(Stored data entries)
=-=-=-=-=

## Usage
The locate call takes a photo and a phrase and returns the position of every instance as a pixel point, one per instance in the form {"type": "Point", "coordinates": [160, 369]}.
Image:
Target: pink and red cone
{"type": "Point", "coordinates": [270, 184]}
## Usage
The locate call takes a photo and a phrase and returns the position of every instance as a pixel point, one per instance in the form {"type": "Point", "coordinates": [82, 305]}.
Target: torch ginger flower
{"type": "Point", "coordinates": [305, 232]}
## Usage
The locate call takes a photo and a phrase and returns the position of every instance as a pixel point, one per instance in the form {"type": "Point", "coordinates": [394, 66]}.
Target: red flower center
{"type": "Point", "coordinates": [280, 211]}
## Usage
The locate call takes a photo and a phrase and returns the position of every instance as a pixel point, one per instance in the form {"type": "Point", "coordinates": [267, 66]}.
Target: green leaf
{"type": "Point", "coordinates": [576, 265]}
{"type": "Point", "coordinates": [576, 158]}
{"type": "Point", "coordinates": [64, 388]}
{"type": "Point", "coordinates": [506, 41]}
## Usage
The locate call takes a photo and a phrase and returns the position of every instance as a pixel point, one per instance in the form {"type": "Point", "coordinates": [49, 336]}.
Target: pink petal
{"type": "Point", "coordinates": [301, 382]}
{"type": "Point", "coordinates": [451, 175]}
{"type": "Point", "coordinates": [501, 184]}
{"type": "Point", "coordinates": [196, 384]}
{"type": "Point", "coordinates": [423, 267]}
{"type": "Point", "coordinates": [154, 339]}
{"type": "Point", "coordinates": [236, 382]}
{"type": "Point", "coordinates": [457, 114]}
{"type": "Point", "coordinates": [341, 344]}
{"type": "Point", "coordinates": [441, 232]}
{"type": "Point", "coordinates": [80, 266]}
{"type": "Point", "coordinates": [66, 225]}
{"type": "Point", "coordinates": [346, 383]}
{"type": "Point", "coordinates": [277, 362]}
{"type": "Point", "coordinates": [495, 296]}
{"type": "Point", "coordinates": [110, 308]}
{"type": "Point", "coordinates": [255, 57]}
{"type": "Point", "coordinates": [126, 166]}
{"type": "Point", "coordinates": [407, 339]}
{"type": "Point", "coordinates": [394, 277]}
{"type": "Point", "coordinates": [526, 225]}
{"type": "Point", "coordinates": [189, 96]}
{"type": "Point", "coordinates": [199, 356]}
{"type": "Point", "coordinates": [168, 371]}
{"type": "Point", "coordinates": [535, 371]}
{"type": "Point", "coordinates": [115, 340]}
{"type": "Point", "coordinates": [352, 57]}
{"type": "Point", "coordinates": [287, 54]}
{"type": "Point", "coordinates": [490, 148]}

=-=-=-=-=

How to complete this task.
Could you state how many lines of the records contain "pixel"? Give the number and nothing else.

Worked solution.
5